- PASSAGE:

- - - -

The newspapers record the death of Jones Very of Salem, Mass. It was my fortune to have known the man while he was tutor in Harvard College and writing his Sonnets and Essays on Shakespeare, which were edited by Emerson, and published in 1839. Very was then the dreamy mystic of our circle of Transcendentalists, and a subject of speculation by us. He professed to be taught by the Spirit and to write under its inspiration. When his papers were submitted to Emerson for criticism the spelling was found faulty and on Emerson's pointing out the defect, he was told that this was by dictation of the Spirit also. Whether Emerson's witty reply "that the Spirit should be a better speller" qualified the mystic's vision does not appear otherwise than that the printed volume shows no traces of illiteracy in the text.

Very often came to see me. His shadowy aspect at times gave him a ghostly air. While walking by his side, I remember, he seemed spectral, — and somehow using my feet instead of his own, keeping as near me as he could, and jostling me frequently. His voice had a certain hollowness, as if echoing mine. His whole bearing made an impression as if himself were detached from his thought and his body were another's. He ventured, withal, to warn me of falling into idolatries, while he brought a sonnet or two (since printed) for my benefit.

His temperament was delicate and nervous, disposed to visionariness and a dreamy idealism, stimulated by over-studies and the school of thought then in the ascendant. His sonnets and Shakespearean essays surpass any that have since appeared in subtlety and simplicity of execution.

==Critical assessment==
The first critical review of Very's book was written by Margaret Fuller and published in Orestes Brownson's Boston Quarterly Review; it said Very's poems had "an elasticity of spirit, a genuine flow of thought, and unsought nobleness and purity", but she admitted she preferred the prose in the collection over the poetry. She mocked the "sing song" style of the poems and questioned his religious mission. She concluded: "I am...greatly interested in Mr Very. He seems worthy to be well known." James Freeman Clarke admired Very's poetry enough to have several published in his journal, the Western Messenger, between 1838 and 1840. William Ellery Channing admired Very's poetry as well, writing that his insanity "is only superficial". Richard Henry Dana Sr. also commented positively on Very's poetry: "The thought is deeply spiritual; and while there is a certain character of peculiarity which we so often find in like things from our old writers, there is a freedom from quaintness...Indeed, I know not where you would...find any thing in this country to compare with these Sonnets."

Editor and critic Rufus Wilmot Griswold was impressed enough by Very's poetry to include him in the first edition of his anthology The Poets and Poetry of America in 1842. He wrote to Emerson asking for more information about him and expressing his opinion of his poetry: "Though comparatively unknown, he seems to be a true poet."

The modern reassessment of Jones Very as an author of literary importance can be dated to a 1936 essay by Yvor Winters who wrote of the poet “In the past two decades two major American writers have been rediscovered and established securely in their rightful places in literary history. I refer to Emily Dickinson and Herman Melville. I am proposing the establishment of a third.” Winters, in speaking of Very's relations with Emerson and his circle, concluded “The attitude of the Transcendentalists toward Very is instructive and amusing, and it proves beyond cavil how remote he was from them. In respect to the doctrine of the submission of the will, he agreed with them in principle; but whereas they recommended the surrender, he practised it, and they regarded him with amazement.” Subsequently, William Irving Bartlett, in 1942, outlined the basic biographical facts of Very's life in Jones Very, Emerson’s “Brave Saint.” A complete scholarly edition of Very's poetic works belatedly appeared, over a century after the poet's death, in 1993.

- - - -

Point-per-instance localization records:

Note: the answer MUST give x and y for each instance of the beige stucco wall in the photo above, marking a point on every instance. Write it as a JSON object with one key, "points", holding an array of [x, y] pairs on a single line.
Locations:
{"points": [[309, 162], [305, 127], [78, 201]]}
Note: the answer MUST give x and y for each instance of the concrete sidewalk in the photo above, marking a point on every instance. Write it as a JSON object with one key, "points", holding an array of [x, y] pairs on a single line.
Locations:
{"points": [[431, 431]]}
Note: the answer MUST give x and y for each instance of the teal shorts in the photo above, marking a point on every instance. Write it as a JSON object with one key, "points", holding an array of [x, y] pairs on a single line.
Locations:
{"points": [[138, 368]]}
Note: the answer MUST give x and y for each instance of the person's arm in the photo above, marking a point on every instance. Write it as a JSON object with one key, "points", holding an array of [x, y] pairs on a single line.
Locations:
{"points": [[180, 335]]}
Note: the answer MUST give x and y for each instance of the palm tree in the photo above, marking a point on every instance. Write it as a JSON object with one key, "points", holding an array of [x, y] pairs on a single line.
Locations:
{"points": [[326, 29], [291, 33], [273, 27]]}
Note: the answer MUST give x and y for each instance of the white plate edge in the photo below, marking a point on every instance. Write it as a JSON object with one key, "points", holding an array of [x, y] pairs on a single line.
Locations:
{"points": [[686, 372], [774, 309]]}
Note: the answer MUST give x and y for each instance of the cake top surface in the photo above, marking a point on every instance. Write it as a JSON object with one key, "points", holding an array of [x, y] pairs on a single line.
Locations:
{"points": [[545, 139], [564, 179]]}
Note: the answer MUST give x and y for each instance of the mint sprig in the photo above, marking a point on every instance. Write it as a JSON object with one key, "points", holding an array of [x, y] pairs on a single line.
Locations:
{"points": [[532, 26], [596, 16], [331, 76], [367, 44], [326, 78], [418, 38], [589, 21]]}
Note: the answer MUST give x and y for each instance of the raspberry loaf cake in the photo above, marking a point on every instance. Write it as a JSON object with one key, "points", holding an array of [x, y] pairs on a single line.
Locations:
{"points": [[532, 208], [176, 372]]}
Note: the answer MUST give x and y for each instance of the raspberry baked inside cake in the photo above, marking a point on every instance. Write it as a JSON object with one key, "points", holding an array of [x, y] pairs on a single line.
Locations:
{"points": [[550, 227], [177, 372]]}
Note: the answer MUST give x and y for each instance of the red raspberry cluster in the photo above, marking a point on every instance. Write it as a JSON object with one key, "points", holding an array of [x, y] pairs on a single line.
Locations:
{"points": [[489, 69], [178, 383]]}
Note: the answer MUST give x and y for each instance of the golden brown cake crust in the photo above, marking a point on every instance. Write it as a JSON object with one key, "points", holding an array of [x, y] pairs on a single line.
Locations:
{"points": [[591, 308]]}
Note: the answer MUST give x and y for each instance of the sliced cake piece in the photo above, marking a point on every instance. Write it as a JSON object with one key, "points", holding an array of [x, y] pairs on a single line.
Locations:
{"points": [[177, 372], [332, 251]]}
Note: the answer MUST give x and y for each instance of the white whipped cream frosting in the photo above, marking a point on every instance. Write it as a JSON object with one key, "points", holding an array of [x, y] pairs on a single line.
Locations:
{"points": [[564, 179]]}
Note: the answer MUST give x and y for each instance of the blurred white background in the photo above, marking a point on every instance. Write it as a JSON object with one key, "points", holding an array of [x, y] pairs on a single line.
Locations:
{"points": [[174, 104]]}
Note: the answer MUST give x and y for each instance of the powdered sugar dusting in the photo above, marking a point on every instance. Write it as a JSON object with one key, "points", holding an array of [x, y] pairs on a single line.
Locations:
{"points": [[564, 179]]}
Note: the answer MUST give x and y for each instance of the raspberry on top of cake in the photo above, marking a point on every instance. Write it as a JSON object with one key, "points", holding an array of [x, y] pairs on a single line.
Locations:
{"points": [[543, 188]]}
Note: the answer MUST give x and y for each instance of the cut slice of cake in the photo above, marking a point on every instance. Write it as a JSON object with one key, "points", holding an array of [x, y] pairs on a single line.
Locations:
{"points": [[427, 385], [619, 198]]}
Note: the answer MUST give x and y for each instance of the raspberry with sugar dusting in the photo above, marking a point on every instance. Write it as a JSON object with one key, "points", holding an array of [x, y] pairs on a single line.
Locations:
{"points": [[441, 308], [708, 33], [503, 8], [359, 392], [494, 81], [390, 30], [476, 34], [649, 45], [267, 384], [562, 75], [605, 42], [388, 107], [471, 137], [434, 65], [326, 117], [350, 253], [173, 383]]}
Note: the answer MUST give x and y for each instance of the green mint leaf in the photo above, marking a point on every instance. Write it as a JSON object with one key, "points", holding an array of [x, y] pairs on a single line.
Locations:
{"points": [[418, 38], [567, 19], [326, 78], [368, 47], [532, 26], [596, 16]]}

- - - -

- HOW TO COMPLETE THIS TASK:
For each statement below, say yes or no to whether it agrees with the passage on Jones Very, and quote the passage's deciding words. 1. Margaret Fuller preferred the poetry in Very's book over its prose. 2. Rufus Wilmot Griswold put Very in the first edition of The Poets and Poetry of America. 3. A complete scholarly edition of Very's poetic works appeared in 1993.

- RESPONSE TO THE TASK:
1. No: "she admitted she preferred the prose in the collection over the poetry"
2. Yes: "to include him in the first edition of his anthology The Poets and Poetry of America in 1842"
3. Yes: "A complete scholarly edition of Very's poetic works belatedly appeared, over a century after the poet's death, in 1993."